Exercise: Count the lines below that contain the word "above", and report only that number.

--- Supplied material Enclosed Below ---

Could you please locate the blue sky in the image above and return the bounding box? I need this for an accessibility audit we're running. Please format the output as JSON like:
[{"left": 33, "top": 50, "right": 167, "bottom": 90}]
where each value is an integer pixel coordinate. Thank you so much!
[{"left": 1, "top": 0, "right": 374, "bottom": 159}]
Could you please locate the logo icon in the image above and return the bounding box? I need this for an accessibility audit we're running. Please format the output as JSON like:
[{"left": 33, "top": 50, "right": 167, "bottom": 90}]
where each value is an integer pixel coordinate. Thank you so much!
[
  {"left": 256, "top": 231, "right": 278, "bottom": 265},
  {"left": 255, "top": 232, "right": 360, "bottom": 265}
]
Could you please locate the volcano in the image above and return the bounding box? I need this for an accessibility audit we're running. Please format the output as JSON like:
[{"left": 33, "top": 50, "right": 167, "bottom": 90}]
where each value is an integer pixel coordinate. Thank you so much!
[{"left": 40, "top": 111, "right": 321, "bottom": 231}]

--- End of Enclosed Supplied material ---
--- Supplied material Enclosed Below ---

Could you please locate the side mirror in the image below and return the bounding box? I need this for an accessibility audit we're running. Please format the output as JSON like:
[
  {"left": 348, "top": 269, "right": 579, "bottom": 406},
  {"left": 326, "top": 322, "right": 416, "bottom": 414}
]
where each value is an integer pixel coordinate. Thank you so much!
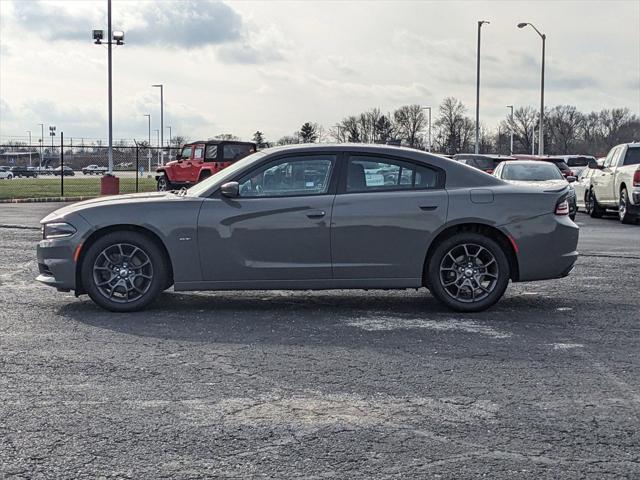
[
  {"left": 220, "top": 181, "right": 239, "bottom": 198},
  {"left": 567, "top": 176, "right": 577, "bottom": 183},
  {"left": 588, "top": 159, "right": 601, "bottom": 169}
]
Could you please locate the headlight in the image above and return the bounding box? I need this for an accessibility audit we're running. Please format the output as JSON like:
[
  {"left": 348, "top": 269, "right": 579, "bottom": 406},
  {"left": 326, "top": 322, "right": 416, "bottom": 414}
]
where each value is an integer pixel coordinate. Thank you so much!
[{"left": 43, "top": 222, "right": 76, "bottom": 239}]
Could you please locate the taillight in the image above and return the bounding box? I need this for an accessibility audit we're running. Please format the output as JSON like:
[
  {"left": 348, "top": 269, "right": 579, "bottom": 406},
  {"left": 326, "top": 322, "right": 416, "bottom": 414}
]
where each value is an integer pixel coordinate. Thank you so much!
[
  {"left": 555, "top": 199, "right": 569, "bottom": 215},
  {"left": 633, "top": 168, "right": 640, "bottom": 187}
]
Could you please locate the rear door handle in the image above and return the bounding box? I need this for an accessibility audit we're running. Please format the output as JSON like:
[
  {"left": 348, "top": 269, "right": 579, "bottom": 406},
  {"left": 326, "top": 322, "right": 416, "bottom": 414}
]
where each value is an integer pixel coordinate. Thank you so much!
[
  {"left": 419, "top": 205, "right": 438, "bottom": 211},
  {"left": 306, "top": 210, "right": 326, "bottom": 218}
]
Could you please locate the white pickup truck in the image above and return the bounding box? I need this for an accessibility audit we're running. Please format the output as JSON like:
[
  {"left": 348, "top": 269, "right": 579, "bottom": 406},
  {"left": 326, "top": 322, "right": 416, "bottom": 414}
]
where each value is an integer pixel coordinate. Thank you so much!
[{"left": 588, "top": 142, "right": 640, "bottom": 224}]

--- End of Enclosed Supplied material ---

Solution to this exercise: 7